Aim>
Output exactly the lines from the line with "of the temple" through the end of the records below. Include nothing else.

Data records>

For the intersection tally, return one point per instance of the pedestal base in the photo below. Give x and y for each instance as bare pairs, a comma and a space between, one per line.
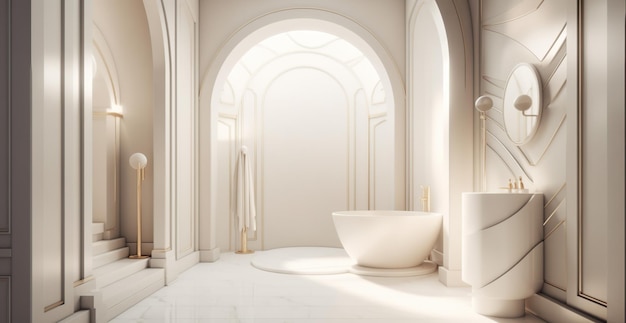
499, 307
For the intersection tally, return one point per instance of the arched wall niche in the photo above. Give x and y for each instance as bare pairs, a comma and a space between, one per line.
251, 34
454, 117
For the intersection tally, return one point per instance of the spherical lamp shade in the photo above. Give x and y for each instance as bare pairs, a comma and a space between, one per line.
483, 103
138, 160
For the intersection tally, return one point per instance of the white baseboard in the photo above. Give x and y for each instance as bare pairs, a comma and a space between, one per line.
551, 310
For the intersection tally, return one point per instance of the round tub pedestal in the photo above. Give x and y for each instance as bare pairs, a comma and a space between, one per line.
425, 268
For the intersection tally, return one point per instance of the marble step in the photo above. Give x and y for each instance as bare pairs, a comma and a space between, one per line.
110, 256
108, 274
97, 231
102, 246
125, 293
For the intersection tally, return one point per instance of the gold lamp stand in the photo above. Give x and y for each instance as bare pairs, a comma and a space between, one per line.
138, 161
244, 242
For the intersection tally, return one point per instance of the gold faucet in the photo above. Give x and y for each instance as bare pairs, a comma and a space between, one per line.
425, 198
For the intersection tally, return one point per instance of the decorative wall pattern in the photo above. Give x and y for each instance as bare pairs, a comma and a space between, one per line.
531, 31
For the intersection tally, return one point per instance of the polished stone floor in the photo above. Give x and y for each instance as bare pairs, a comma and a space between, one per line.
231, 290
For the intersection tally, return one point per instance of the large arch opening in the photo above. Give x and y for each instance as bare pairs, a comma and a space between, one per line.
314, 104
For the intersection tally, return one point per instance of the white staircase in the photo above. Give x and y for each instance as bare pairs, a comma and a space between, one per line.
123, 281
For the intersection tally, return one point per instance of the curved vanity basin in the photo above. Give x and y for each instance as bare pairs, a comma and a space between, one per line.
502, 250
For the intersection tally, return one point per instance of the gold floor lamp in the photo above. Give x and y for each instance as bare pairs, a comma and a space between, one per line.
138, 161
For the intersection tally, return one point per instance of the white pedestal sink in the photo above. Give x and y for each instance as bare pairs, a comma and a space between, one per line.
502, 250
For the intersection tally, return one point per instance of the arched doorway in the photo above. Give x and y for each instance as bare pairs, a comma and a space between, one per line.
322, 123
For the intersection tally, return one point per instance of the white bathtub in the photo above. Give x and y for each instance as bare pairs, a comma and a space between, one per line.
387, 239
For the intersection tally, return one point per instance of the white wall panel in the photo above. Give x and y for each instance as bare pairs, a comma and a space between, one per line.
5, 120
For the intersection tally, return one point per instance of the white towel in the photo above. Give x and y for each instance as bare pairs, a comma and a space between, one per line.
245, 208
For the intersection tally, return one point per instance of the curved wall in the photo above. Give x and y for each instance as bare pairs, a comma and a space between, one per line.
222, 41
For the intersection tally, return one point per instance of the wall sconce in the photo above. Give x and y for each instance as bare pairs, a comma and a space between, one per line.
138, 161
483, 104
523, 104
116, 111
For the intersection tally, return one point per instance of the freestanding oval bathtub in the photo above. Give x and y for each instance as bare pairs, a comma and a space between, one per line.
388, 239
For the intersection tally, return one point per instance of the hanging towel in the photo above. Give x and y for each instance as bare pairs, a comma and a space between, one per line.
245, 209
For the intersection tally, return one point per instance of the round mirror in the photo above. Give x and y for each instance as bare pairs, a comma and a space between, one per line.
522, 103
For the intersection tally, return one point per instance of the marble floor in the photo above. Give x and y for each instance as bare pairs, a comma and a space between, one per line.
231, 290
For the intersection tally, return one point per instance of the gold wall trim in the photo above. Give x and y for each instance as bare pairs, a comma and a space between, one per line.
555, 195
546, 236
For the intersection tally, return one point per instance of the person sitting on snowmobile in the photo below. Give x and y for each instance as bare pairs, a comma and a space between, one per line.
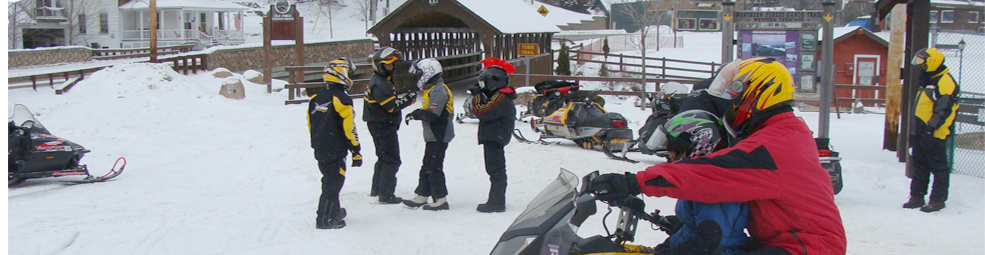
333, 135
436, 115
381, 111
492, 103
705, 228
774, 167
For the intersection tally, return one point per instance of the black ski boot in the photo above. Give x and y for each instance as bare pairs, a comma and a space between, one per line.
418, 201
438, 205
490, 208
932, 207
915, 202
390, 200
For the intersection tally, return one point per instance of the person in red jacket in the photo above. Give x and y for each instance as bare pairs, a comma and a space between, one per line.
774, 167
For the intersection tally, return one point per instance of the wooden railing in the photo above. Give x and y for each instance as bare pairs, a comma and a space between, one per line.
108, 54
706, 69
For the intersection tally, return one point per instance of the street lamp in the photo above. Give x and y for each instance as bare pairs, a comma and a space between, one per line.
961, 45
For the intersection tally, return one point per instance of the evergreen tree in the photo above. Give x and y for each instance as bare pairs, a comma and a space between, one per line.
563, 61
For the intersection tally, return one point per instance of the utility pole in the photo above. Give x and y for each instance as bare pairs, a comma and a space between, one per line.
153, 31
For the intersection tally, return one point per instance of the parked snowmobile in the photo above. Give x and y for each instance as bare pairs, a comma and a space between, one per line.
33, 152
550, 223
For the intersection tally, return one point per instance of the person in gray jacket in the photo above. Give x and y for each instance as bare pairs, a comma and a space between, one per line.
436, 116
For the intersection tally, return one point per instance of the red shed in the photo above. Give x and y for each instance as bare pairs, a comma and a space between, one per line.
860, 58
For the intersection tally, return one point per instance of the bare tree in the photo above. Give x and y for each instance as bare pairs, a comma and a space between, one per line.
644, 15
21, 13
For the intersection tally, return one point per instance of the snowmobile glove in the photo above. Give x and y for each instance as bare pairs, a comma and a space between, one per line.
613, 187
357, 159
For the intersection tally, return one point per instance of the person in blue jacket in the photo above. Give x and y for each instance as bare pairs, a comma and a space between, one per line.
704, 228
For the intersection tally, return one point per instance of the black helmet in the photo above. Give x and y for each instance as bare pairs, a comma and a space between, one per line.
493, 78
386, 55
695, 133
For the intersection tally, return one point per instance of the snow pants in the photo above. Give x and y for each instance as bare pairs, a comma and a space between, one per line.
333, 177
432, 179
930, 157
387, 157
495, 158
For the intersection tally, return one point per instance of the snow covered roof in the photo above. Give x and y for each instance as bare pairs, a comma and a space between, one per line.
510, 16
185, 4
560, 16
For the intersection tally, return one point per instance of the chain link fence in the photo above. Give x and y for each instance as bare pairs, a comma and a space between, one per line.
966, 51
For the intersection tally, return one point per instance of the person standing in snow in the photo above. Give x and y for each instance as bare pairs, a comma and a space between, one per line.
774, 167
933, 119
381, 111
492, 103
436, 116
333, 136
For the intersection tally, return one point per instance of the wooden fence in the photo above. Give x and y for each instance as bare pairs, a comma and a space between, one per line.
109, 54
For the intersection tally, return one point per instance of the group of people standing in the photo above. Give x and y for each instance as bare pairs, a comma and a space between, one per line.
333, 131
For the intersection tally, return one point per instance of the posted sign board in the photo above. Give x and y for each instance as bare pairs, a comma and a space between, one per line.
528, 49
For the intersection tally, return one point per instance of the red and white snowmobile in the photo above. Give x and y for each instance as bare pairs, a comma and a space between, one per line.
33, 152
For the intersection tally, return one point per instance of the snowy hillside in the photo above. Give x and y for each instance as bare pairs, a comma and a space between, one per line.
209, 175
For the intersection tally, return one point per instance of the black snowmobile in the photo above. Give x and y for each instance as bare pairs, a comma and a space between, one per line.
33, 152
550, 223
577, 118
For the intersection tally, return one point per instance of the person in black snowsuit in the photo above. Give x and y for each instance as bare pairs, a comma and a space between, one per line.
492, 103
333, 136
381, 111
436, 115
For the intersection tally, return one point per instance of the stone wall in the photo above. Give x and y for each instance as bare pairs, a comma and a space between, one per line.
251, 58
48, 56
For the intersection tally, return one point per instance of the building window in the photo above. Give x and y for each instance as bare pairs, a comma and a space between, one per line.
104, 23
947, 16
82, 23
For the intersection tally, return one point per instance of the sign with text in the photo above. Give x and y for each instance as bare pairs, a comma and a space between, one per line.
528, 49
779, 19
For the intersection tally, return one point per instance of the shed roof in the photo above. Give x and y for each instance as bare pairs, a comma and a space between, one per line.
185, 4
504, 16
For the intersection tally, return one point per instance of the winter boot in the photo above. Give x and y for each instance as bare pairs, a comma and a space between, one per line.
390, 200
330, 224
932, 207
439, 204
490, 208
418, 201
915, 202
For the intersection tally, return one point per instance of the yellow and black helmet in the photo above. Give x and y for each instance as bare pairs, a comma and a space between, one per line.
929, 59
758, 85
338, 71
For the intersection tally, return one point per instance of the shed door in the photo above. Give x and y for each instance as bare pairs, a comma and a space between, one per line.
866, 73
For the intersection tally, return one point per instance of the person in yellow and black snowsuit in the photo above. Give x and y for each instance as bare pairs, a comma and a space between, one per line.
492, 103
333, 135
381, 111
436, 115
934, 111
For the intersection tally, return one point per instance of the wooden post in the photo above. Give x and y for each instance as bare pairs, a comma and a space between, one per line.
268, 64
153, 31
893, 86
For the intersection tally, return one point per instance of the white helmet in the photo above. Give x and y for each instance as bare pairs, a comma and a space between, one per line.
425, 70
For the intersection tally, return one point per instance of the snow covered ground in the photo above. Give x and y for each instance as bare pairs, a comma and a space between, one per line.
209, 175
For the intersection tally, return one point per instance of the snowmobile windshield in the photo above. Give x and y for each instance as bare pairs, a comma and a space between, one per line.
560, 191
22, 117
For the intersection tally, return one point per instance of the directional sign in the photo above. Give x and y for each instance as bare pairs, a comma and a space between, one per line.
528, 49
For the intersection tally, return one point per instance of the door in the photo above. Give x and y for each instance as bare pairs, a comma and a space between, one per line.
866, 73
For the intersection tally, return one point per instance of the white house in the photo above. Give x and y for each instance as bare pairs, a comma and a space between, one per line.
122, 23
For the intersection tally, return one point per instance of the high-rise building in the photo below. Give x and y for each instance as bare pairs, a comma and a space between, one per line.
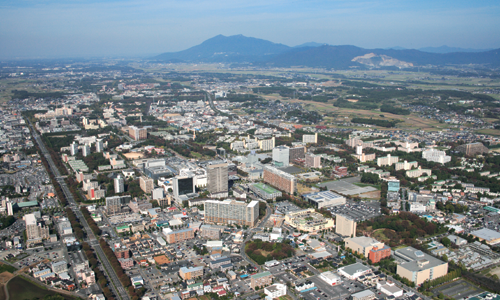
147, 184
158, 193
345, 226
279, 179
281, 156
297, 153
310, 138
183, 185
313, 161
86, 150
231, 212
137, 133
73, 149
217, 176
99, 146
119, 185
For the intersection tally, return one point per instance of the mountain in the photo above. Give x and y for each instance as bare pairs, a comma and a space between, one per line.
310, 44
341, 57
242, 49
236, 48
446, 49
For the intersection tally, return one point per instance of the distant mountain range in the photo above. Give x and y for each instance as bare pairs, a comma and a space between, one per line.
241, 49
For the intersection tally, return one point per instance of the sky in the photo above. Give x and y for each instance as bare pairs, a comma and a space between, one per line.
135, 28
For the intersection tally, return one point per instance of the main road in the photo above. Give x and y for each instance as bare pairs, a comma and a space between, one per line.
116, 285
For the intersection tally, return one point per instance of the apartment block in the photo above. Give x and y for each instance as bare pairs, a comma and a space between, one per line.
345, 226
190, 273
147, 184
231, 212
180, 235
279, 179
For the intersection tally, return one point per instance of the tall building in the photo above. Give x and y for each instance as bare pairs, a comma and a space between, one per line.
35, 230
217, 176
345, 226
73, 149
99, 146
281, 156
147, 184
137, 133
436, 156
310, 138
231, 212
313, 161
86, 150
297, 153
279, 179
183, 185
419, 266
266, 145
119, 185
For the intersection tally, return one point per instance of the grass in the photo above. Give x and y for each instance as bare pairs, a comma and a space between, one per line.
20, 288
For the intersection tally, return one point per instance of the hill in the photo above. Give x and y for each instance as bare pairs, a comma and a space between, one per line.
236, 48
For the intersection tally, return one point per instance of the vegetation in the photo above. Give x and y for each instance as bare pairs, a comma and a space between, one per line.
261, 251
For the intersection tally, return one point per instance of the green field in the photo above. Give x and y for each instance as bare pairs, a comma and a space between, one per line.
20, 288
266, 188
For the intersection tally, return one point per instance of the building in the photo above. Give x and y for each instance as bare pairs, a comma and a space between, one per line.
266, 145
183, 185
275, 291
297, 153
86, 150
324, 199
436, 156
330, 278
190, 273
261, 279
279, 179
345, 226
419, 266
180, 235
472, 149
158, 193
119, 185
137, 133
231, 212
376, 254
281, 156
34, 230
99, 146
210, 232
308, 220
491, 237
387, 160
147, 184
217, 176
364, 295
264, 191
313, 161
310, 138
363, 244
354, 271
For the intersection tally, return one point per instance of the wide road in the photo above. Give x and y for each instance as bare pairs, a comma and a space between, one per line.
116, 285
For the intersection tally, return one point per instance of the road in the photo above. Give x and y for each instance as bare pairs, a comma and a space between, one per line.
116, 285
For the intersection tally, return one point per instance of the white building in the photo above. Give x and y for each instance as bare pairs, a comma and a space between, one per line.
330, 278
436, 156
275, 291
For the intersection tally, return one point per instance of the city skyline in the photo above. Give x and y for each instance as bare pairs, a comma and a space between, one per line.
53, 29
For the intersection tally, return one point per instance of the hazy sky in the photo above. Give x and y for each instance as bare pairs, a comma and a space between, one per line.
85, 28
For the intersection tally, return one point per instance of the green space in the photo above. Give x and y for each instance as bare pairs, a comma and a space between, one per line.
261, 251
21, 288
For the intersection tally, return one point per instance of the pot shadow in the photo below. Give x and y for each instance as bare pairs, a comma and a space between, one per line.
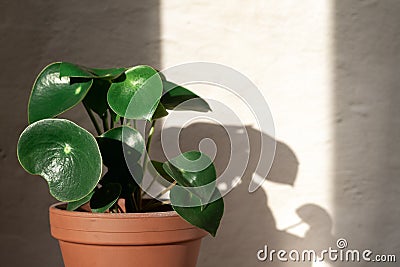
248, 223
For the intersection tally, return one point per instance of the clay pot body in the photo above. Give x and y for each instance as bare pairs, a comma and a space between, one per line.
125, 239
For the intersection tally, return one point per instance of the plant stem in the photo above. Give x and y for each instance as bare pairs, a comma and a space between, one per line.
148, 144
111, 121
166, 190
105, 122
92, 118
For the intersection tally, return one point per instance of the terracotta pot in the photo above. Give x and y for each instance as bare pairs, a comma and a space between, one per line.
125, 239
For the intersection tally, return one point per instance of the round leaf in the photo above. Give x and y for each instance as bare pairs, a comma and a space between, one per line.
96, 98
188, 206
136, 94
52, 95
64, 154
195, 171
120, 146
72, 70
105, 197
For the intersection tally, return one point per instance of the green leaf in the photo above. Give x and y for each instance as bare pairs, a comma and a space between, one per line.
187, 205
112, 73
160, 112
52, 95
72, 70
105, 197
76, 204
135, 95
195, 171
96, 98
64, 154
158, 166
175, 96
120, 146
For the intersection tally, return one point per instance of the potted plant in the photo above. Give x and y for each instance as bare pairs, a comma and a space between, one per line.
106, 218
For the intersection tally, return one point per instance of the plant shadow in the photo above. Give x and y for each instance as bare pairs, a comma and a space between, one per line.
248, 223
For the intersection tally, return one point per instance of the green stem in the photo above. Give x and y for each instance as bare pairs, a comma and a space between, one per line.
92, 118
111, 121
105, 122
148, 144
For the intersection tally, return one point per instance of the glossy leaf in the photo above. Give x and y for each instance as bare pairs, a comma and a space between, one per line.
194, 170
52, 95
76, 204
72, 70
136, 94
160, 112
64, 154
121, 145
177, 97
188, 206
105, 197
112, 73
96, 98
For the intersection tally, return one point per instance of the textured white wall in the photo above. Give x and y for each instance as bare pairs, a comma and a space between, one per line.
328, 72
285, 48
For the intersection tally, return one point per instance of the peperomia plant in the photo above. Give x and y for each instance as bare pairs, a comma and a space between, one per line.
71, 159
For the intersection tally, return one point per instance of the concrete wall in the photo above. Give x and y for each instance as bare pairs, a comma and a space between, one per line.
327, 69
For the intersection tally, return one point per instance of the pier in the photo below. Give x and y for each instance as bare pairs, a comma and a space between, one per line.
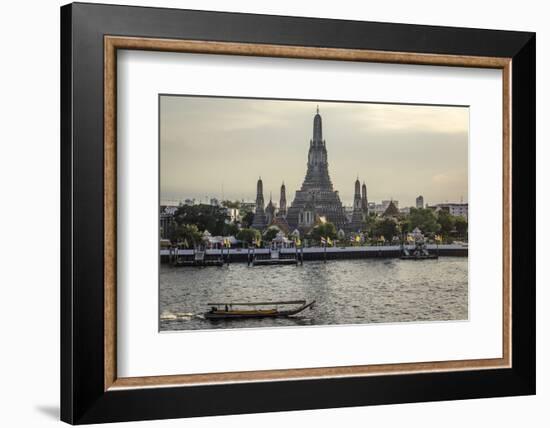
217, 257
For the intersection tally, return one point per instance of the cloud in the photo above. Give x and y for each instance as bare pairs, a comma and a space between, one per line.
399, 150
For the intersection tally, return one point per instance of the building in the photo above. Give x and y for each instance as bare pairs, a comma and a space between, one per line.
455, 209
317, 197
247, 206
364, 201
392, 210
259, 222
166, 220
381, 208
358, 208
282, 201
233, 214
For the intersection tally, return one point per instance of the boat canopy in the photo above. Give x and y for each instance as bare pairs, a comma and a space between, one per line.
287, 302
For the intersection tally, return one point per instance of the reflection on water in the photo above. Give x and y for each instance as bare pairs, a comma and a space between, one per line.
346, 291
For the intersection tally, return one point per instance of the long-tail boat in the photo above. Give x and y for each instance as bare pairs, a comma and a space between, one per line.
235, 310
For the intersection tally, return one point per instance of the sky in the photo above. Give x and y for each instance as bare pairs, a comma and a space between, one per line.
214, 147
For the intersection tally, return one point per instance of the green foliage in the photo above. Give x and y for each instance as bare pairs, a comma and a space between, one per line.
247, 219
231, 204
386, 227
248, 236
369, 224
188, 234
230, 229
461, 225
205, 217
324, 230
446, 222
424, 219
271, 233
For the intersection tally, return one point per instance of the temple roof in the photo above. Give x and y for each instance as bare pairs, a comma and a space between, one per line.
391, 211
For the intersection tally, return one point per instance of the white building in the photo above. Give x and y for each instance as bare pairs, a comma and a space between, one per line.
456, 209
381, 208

Answer to the task>
For the intersection tally, return one point per instance of the temple roof in the photo above. Give x and y for each instance as bare pairs, a comma and a space between, one per line.
391, 211
For the intersection tally, return one point per instance of the white building in the photo above. Give x and y for each instance as bare pairs, a comma and a space between, one per line.
456, 209
381, 208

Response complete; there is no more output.